• _WRITTEN REQUEST_
Exactly as they appear, copy the lines of the listing from the one containing "Where can the concrete stepping" through the final line, both included, and nothing else.

Stored entries

┌──

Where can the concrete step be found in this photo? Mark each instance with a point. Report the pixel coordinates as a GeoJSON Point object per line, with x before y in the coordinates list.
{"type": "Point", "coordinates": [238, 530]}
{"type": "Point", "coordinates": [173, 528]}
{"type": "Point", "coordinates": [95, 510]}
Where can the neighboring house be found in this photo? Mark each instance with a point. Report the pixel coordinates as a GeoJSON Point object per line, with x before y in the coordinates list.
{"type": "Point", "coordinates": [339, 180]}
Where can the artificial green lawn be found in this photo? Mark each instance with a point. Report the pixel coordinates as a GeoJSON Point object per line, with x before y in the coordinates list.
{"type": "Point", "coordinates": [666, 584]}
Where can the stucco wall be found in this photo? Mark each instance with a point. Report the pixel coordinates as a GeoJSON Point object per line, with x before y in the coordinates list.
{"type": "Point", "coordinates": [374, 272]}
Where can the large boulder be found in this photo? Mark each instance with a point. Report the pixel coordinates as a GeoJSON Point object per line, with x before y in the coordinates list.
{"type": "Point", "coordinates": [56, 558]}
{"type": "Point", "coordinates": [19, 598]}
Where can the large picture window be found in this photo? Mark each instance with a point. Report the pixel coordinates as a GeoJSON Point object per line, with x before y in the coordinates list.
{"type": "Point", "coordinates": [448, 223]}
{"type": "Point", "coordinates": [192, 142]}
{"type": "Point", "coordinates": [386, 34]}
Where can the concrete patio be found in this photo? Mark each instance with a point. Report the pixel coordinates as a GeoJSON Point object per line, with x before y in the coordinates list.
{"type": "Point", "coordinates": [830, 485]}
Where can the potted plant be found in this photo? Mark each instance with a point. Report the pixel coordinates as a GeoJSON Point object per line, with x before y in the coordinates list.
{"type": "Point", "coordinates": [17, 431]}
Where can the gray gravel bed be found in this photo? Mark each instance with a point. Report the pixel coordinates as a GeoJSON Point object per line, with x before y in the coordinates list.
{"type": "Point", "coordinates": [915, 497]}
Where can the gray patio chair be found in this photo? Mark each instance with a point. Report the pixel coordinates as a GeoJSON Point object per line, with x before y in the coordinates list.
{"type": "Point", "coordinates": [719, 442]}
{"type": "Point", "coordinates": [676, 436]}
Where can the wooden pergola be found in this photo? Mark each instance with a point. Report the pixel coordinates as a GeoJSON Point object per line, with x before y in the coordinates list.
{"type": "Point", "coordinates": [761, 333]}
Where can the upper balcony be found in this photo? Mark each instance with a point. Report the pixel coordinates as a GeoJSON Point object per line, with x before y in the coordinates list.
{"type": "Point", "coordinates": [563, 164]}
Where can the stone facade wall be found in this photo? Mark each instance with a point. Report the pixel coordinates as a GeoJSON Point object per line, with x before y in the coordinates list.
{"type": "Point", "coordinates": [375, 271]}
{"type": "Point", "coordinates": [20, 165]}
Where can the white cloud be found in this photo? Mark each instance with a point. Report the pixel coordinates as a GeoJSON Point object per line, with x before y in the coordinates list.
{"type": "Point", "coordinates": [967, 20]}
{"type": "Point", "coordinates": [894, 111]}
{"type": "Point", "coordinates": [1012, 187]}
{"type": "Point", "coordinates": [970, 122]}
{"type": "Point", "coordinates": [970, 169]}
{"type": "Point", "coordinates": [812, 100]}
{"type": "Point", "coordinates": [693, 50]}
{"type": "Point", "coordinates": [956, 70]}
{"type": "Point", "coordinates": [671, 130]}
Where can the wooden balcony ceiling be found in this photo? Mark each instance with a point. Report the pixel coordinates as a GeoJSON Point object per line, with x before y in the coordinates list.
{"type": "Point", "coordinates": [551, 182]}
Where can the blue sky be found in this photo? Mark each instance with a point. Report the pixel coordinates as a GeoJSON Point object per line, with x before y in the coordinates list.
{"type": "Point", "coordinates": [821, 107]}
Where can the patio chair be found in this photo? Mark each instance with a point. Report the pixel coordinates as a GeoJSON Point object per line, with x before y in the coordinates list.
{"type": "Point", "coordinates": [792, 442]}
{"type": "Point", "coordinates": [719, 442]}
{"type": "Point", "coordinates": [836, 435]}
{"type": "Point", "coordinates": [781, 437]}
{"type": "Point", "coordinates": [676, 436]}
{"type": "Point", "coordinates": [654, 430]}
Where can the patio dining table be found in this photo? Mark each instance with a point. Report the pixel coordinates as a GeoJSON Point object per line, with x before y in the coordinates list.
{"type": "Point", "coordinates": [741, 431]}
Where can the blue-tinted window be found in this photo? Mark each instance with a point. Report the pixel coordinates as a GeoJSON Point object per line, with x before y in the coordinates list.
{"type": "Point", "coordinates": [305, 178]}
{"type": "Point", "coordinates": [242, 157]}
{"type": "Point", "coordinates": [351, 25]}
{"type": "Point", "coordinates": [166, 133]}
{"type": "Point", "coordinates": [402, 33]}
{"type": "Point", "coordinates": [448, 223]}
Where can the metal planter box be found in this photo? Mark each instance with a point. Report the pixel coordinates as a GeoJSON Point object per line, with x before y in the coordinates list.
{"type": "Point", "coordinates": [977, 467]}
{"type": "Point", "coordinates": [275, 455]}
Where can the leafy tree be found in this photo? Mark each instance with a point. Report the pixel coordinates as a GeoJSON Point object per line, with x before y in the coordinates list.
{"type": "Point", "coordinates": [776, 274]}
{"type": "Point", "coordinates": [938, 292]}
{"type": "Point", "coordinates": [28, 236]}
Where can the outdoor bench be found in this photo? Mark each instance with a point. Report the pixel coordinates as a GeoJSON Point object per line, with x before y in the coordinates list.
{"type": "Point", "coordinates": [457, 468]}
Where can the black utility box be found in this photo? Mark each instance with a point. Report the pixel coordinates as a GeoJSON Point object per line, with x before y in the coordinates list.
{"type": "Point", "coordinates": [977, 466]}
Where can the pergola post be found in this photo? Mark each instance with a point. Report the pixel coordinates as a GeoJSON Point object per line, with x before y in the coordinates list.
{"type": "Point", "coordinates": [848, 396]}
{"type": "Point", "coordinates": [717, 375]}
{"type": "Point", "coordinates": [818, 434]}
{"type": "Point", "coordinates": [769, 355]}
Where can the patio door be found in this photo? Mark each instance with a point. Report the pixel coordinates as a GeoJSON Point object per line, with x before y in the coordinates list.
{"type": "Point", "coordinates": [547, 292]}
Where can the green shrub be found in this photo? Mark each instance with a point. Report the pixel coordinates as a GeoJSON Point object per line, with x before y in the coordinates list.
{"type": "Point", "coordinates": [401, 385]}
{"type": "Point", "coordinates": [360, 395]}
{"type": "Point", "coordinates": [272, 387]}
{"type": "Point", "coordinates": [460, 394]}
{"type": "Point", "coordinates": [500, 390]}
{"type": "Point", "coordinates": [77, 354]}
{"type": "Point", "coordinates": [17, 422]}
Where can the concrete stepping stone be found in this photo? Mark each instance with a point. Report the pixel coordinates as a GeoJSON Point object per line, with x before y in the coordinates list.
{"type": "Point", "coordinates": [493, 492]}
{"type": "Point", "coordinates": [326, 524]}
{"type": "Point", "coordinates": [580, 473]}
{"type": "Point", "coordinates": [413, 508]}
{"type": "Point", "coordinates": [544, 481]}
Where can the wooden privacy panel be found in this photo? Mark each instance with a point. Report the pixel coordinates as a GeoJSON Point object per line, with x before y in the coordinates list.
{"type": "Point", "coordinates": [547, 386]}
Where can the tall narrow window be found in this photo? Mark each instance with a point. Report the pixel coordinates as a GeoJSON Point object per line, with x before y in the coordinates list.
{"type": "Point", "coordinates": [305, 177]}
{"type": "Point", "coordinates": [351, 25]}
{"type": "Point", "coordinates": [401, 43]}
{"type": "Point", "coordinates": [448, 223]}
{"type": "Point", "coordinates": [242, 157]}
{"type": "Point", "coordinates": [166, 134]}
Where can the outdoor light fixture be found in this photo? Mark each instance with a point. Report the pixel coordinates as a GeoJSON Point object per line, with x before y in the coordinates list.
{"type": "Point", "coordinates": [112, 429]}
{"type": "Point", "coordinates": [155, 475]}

└──

• _ANSWER TO THIS EXERCISE_
Where can the concrete stepping stone be found in this photo? Mark each instance with a point. Report the pixel coordinates as a GeoJSON Point object per line, with x before y in the coordinates list.
{"type": "Point", "coordinates": [493, 492]}
{"type": "Point", "coordinates": [326, 524]}
{"type": "Point", "coordinates": [580, 473]}
{"type": "Point", "coordinates": [413, 508]}
{"type": "Point", "coordinates": [544, 481]}
Where can the wooden privacy panel be found in this photo? Mark each instance with a point. Report the pixel coordinates as a GeoJSON Point object per line, with x before y in the coordinates list.
{"type": "Point", "coordinates": [547, 386]}
Where can the tall narrow window be found in this photo? Mark each instance with a point. Report the pixel coordinates as a GeoJSON Point object per line, with x before y in the coordinates list.
{"type": "Point", "coordinates": [305, 177]}
{"type": "Point", "coordinates": [351, 25]}
{"type": "Point", "coordinates": [401, 43]}
{"type": "Point", "coordinates": [448, 223]}
{"type": "Point", "coordinates": [242, 157]}
{"type": "Point", "coordinates": [166, 134]}
Where can the outdoor light fixture be found in this photo? Mark each instance with a point. Report the pixel coordinates as a GeoJSON Point object per line, with x before y in the coordinates list.
{"type": "Point", "coordinates": [112, 429]}
{"type": "Point", "coordinates": [155, 475]}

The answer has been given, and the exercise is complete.